++++ Given text ++++
The rise of “Islamic extremism” in France, the reemergence of the Taliban in Afghanistan, and the recent drift toward Islamist politics—political efforts to enforce an orthodox interpretation of Islam on society—in Turkey have revived the debate about Islam’s relationship with democracy and liberty. French President Emmanuel Macron wants to build “an Islam in France that can be compatible with the Enlightenment.” The Taliban, on the other hand, have made it clear that there is no basis for a democratic system in Islam, with sharia law being absolute; in Afghanistan, there will be only “Sharia law and that is it.”
Neither Macron’s insistence on creating an “enlightened Islam” nor the Taliban’s high-handedness in implementing sharia offers a workable solution. Contrary to these singular approaches, Indonesia, the largest Muslim-majority country and the “unlikeliest” democracy in the world, provides us with an example of how Islam is, indeed, compatible with representative government and liberty and able to reconcile with native cultures.
Indonesia’s total population is 255 million, 87.2% of whom are officially Muslim
The country came into the limelight after its successful transition to democracy in the face of Islamist politics across the Muslim world. According to Freedom House, Indonesia is enjoying “significant pluralism in politics and the media and undergoing multiple, peaceful transfers of power between parties” after the fall of an authoritarian regime in 1998. The successful transition of Indonesia leads to the question, How did Indonesia reconcile with Islam?
The role of two Muslim social welfare organizations, the Muhammadiyah (est. 1912), with over 25 million members, and the Nahdlatul Ulama (est. 1926), with over 90 million members, is considered to be extraordinarily important in reconciling Islam with democracy. These two organizations are known as “democracy-and-pluralism-enhancing” civic associations. The leadership and members of these organizations remain committed to constitutional democracy and civic pluralism, which has led to what Robert Hefner calls Civil Islam.
++++
**What you need to do**
1. Return each line of the records that contains the word "tree", treating uppercase and lowercase as different.
2. Extend the passage on Islam and democracy in Indonesia, starting right after its final sentence.
++++ Record set ++++
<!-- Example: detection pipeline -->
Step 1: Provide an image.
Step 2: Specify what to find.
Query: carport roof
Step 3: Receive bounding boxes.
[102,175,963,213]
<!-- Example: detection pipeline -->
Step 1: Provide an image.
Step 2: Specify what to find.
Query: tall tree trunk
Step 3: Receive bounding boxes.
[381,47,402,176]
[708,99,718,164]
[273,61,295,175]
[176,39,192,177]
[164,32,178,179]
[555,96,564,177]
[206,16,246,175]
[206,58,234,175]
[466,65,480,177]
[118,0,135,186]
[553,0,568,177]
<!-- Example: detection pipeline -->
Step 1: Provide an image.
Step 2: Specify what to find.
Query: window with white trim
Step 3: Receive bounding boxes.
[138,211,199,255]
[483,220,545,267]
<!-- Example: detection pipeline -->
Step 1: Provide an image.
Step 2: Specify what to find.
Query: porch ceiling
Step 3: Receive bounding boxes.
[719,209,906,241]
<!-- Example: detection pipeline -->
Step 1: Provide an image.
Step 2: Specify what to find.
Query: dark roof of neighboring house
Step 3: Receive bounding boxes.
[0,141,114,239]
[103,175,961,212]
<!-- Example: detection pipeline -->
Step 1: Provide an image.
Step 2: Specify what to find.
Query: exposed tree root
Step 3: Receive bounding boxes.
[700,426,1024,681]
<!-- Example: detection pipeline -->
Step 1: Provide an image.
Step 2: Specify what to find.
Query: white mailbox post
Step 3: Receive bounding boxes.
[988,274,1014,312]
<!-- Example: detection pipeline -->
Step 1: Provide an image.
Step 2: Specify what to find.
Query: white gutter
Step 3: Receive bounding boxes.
++++
**Responses to the exercise**
1.
Query: tall tree trunk
Query: exposed tree root

2.
Hefner argues that Civil Islam is based upon three broad principles: first, that democracy does not require complete separation between religious institutions and state authority; second, that Civil Islam affords state-societal collaborations, and simultaneously discourages both Islamists and secularists; and third, that the core value of Civil Islam is the notion that democracy is neither inherently Western nor liberal but rather “a modern and trans-civilizational instrument” to negotiate “social difference in a world of diverse communities and interests.” Such an approach to understanding Islam positions the religion as a path to spiritual perfection, not as a supremacist ideology or a vehicle for the conquest of the world.
Another question raised by the idea of pluralistic Islam is how was the notion of Civil Islam created and fostered in Indonesian society? The available literature suggests that the leaders of the Nahdlatul Ulama (NU) started producing “core scholarship” that focused on both Islamic ethics and pluralist democracy. Reforms rooted in this scholarship expanded and increased in the 1990s during Indonesia’s massive socio-political transformations. The majority of Indonesian Muslim thinkers and politicians from the 1990s onward promoted an interpretation of Islam that intended to imbricate its core values and practices with modern and democratic norms such as religiously undifferentiated citizenship.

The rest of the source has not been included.